Given text:

=== Begin Enclosure ===

Test your understanding: If two betting propositions have correlated outcomes—such as, in the COVID era, the likelihood of lower in-person workplace visits and lower in-person attendance at sporting events—is it necessarily a bad strategy to make similar forecasts for both? What would be a justification for “putting all your eggs in one basket” like this?
Explore: What “grand theory” do you have about the field of business analytics that might lead you to make an interesting prediction about how this field will evolve over time?
Test your understanding: What does the “hunter/forager” archetype look like in the context of a modern business analytics team? How does that archetype behave differently from a “farming” analytics team?
Explore: In your organization, do you believe that new employees “get indoctrinated in the mysterious ways of those before them” and “if you deviate and you are not immediately successful, you die”? Or is there more room for an individual employee to try out radical new innovations?
Test your understanding: According to this section, why might a customer segmentation fail to deliver useful insights?
Explore: One common segmentation to use in consumer businesses is “cohorts” or “vintages,” based on customers’ date of subscription or first purchase. In your industry, what insights would you expect to get by cutting the data this way, as opposed to by demographics or geography?
Test your understanding: Modern business intelligence tools differ from old-fashioned reports by, among other things, allowing the user to select an arbitrary time period for analysis, toggle between raw and adjusted metrics, and visualize the results. How do these features enable the user to achieve greater understanding of the data?
Explore: What’s an example of a pandemic-related use case that is not met by the tools shown here? What kinds of data would be needed to feed into a business intelligence tool to meet this use case?

=== End Enclosure ===

Assignment 1:
According to the analytics exercises, what segmentation is common in consumer businesses, and what is it based on?
Assignment 2:
Please quote the analytics exercises word for word, covering the stretch from "Test your understanding: According" through "demographics or geography?".
Assignment 3:
Decide whether each statement agrees with the analytics exercises, and support each verdict with the deciding words:
(a) Lower in-person attendance at sporting events is given as a COVID-era example of a correlated outcome.
(b) Modern business intelligence tools are described as limiting the user to a fixed time period.
(c) The "hunter/forager" archetype is set against a "farming" analytics team.

Data entries

=== Begin Enclosure ===

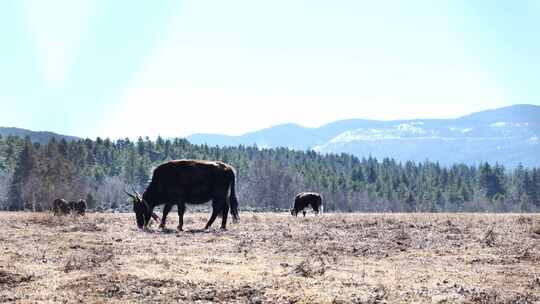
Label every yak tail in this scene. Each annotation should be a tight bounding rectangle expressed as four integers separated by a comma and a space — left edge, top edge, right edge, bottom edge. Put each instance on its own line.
229, 173, 240, 223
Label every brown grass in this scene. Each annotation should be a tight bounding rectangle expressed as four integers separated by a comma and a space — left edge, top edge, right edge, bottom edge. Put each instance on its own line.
0, 212, 540, 303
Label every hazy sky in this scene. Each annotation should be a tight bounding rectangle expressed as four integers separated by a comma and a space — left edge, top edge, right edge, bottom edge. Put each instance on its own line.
0, 0, 540, 138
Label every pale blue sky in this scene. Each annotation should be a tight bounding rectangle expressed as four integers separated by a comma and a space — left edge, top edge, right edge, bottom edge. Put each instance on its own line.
0, 0, 540, 138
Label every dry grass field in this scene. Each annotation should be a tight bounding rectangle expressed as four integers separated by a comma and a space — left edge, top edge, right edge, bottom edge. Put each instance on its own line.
0, 212, 540, 303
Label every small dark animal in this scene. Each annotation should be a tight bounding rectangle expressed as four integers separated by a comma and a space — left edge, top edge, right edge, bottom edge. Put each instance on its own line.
291, 192, 324, 216
69, 200, 86, 215
126, 160, 238, 230
53, 198, 71, 215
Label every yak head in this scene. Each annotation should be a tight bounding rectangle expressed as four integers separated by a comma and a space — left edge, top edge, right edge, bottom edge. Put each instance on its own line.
124, 190, 159, 229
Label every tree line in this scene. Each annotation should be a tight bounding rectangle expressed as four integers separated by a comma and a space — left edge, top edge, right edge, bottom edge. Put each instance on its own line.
0, 136, 540, 212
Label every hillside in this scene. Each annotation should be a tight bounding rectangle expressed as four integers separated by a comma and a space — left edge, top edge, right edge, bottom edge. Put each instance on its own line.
188, 105, 540, 168
0, 127, 80, 144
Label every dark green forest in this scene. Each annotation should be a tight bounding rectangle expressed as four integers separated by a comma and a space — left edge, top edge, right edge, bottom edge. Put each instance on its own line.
0, 137, 540, 212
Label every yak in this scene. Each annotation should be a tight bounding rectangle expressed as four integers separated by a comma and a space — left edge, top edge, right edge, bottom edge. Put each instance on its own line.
69, 199, 86, 215
126, 159, 239, 231
291, 192, 323, 216
53, 198, 71, 215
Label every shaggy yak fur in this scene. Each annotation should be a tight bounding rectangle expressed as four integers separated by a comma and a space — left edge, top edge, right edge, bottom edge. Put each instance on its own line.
291, 192, 323, 216
126, 160, 238, 230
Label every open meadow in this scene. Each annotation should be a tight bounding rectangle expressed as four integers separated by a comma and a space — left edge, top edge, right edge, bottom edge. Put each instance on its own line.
0, 212, 540, 303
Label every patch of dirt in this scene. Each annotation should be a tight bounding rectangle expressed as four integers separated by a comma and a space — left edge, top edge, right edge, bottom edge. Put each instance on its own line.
0, 269, 34, 288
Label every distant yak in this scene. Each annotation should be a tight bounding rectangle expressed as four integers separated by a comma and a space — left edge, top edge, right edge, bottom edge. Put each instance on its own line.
126, 160, 238, 230
53, 198, 86, 215
291, 192, 324, 216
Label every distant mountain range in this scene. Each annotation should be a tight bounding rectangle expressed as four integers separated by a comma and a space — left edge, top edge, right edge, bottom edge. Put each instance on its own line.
187, 105, 540, 168
0, 105, 540, 168
0, 127, 80, 144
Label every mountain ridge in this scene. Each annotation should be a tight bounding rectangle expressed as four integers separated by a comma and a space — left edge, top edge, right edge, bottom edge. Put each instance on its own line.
187, 104, 540, 167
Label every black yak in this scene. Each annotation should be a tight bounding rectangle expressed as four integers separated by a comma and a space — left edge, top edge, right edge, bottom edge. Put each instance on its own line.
291, 192, 323, 216
53, 198, 71, 215
126, 160, 238, 230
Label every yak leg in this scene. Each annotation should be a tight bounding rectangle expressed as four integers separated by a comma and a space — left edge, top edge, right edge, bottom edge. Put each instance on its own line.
177, 203, 186, 231
204, 201, 219, 229
221, 199, 229, 230
159, 203, 173, 229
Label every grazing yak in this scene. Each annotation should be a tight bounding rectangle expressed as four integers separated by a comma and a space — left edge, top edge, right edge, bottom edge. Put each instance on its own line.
291, 192, 323, 216
53, 198, 71, 215
126, 160, 238, 230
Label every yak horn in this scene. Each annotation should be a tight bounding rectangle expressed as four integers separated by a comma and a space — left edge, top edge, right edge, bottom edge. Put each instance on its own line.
124, 190, 136, 198
152, 212, 161, 224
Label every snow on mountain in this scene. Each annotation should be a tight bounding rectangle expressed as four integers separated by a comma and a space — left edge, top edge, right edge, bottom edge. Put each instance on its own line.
188, 105, 540, 167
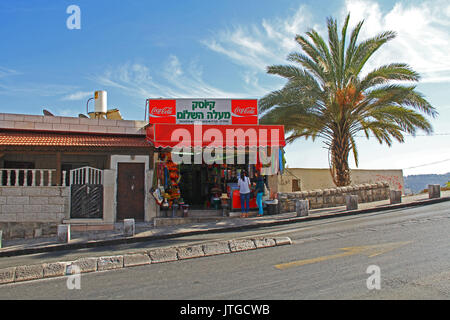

=== End Enclosure ===

Exercise solution 1:
"Cohorts" or "vintages," based on customers' date of subscription or first purchase.

Exercise solution 2:
Test your understanding: According to this section, why might a customer segmentation fail to deliver useful insights?
Explore: One common segmentation to use in consumer businesses is “cohorts” or “vintages,” based on customers’ date of subscription or first purchase. In your industry, what insights would you expect to get by cutting the data this way, as opposed to by demographics or geography?

Exercise solution 3:
(a) Yes: "in the COVID era, the likelihood of lower in-person workplace visits and lower in-person attendance at sporting events"
(b) No: "allowing the user to select an arbitrary time period for analysis"
(c) Yes: "How does that archetype behave differently from a “farming” analytics team?"